● **Work instructions**
Please reproduce, word for word, the stretch of items below from the line containing "Where can the ceiling fan light" through the line containing "point(418, 225)".

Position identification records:
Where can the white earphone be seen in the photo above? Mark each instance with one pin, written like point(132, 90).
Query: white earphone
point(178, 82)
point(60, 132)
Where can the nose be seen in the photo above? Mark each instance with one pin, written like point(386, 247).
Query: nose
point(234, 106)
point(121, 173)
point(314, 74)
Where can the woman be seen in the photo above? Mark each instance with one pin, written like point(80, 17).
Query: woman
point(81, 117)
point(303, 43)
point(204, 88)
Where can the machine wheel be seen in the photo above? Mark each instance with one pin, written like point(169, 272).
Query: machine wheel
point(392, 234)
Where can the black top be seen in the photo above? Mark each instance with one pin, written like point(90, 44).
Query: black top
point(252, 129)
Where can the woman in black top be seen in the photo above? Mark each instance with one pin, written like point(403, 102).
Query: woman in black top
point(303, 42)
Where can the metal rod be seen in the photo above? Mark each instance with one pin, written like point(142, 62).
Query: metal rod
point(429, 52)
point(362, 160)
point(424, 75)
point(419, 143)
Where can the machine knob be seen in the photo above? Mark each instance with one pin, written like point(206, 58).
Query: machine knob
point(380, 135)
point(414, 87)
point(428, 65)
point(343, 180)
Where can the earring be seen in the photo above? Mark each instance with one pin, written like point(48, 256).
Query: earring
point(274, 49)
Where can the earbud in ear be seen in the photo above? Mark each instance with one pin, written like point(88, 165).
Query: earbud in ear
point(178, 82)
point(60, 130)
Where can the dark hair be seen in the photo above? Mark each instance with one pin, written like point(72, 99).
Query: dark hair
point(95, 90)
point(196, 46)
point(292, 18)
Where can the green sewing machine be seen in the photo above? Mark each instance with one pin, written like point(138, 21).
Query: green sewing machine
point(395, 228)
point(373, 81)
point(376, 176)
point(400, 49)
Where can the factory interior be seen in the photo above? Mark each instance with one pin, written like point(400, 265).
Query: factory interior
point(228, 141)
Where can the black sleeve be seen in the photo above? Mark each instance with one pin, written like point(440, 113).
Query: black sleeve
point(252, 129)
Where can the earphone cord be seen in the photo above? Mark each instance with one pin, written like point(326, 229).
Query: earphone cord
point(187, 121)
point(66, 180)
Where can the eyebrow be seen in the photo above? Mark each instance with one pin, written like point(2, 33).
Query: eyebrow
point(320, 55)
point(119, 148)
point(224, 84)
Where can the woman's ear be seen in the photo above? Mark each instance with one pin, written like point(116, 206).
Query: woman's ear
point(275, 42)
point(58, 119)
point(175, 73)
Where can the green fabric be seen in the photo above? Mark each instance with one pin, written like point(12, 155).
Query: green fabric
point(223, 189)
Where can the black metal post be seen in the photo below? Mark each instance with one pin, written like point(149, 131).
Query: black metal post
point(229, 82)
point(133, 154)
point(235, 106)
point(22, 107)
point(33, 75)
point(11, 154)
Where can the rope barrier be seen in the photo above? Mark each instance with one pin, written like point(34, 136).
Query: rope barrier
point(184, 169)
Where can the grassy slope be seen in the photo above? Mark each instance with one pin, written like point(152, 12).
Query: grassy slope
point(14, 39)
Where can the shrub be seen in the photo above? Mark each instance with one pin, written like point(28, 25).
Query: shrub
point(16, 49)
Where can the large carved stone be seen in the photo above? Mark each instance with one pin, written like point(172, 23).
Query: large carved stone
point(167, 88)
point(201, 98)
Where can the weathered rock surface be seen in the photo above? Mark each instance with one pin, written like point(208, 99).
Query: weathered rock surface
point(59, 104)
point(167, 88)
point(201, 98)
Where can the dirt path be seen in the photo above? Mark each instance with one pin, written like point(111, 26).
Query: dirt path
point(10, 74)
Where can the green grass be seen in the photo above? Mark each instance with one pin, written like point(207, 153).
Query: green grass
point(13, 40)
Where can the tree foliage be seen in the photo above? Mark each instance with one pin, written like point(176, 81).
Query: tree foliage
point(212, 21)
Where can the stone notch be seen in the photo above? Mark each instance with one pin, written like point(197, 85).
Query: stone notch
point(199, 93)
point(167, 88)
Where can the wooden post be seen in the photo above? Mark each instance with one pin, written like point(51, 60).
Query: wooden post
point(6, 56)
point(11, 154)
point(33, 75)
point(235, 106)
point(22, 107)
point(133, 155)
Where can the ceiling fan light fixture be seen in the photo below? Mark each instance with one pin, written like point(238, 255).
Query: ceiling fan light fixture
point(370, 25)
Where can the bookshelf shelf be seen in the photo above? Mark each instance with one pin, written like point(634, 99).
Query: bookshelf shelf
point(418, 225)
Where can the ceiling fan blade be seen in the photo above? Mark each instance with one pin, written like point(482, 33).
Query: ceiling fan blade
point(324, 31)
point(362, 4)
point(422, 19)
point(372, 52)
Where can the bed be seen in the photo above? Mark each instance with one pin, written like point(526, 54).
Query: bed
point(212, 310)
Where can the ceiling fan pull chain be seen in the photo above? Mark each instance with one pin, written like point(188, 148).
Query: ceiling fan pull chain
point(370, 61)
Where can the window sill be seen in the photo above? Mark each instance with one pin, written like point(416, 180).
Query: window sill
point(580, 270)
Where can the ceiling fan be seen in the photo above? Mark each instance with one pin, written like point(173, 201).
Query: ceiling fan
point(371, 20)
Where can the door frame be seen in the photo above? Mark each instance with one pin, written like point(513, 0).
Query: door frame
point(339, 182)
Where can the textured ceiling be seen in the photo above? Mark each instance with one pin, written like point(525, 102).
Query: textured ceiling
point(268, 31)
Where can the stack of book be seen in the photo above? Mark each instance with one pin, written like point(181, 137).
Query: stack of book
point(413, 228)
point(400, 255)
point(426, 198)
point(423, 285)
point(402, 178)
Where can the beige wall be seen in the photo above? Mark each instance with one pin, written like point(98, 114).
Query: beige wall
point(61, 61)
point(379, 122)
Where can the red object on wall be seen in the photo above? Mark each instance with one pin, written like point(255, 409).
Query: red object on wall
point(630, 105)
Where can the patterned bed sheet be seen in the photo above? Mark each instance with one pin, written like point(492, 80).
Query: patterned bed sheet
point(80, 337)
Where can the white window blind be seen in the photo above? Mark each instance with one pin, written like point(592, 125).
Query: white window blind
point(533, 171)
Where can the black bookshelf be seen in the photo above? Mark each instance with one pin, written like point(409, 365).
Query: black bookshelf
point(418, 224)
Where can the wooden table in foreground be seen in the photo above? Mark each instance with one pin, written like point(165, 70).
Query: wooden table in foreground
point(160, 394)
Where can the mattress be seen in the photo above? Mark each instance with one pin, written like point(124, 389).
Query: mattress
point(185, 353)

...

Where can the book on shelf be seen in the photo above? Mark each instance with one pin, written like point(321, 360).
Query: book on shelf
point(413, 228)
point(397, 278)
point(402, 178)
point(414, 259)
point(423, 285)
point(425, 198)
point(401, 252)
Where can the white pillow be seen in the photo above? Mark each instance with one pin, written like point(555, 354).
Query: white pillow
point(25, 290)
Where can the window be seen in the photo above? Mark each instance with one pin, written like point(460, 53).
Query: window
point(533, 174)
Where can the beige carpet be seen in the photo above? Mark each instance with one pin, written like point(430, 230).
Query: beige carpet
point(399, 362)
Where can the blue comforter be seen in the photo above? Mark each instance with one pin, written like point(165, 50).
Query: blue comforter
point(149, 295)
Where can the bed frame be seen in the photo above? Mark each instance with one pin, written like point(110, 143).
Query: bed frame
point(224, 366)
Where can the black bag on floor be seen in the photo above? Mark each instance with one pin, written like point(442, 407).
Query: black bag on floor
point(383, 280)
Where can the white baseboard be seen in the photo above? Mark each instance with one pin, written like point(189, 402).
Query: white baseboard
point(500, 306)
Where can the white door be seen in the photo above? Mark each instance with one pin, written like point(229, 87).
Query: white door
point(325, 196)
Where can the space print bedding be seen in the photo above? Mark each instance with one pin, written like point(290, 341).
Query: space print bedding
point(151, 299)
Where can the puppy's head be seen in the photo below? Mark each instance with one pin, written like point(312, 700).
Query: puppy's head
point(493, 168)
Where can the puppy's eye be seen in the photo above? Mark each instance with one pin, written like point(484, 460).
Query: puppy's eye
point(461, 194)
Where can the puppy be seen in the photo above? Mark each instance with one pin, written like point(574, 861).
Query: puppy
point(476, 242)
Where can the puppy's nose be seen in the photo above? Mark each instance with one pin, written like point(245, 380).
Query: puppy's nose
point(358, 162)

● **Solution to the problem**
Where can the ceiling fan light fixture be seen in the photo below? Mark each instance with one pin, written like point(238, 255).
Query: ceiling fan light fixture
point(370, 25)
Where can the bookshelf shelf be seen in the photo above? Mark each instance with one pin, written like point(634, 99).
Query: bookshelf shelf
point(418, 225)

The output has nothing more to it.